◆ **Задание**
Выведи строки всех записей ниже слово в слово, но без картинок.

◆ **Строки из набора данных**
======

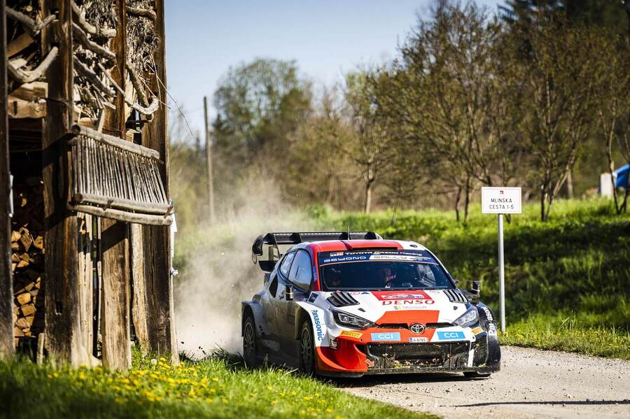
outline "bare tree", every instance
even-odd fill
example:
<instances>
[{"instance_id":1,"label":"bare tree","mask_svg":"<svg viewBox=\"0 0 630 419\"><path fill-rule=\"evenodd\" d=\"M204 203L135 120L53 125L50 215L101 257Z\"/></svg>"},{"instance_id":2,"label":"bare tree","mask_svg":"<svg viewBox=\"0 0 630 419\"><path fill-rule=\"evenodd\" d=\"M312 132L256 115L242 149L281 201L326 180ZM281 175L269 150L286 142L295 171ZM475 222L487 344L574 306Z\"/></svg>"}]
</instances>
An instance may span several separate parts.
<instances>
[{"instance_id":1,"label":"bare tree","mask_svg":"<svg viewBox=\"0 0 630 419\"><path fill-rule=\"evenodd\" d=\"M386 124L378 114L373 85L365 73L351 73L346 77L348 104L354 141L342 144L361 172L365 185L363 210L372 209L372 194L382 171L391 163L391 137Z\"/></svg>"},{"instance_id":2,"label":"bare tree","mask_svg":"<svg viewBox=\"0 0 630 419\"><path fill-rule=\"evenodd\" d=\"M528 49L513 48L523 54L517 57L525 81L521 129L535 165L531 176L540 188L543 221L592 129L595 85L595 43L589 32L545 17L514 31L514 45L526 39Z\"/></svg>"}]
</instances>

======

◆ **Ожидаемый ответ**
outline "bare tree", every instance
even-odd fill
example:
<instances>
[{"instance_id":1,"label":"bare tree","mask_svg":"<svg viewBox=\"0 0 630 419\"><path fill-rule=\"evenodd\" d=\"M204 203L135 120L53 125L50 215L101 257Z\"/></svg>"},{"instance_id":2,"label":"bare tree","mask_svg":"<svg viewBox=\"0 0 630 419\"><path fill-rule=\"evenodd\" d=\"M312 132L256 115L242 149L281 201L326 180ZM281 175L269 150L286 142L295 171ZM475 222L487 344L574 306Z\"/></svg>"}]
</instances>
An instance may span several separate parts.
<instances>
[{"instance_id":1,"label":"bare tree","mask_svg":"<svg viewBox=\"0 0 630 419\"><path fill-rule=\"evenodd\" d=\"M386 124L378 114L373 85L365 73L351 73L346 77L348 104L354 141L342 144L361 172L365 185L363 210L372 209L372 194L382 171L391 163L391 137Z\"/></svg>"},{"instance_id":2,"label":"bare tree","mask_svg":"<svg viewBox=\"0 0 630 419\"><path fill-rule=\"evenodd\" d=\"M528 49L513 48L523 54L517 57L525 81L521 129L535 165L531 176L540 188L543 221L592 129L595 85L595 43L589 32L545 17L514 31L514 45L526 39Z\"/></svg>"}]
</instances>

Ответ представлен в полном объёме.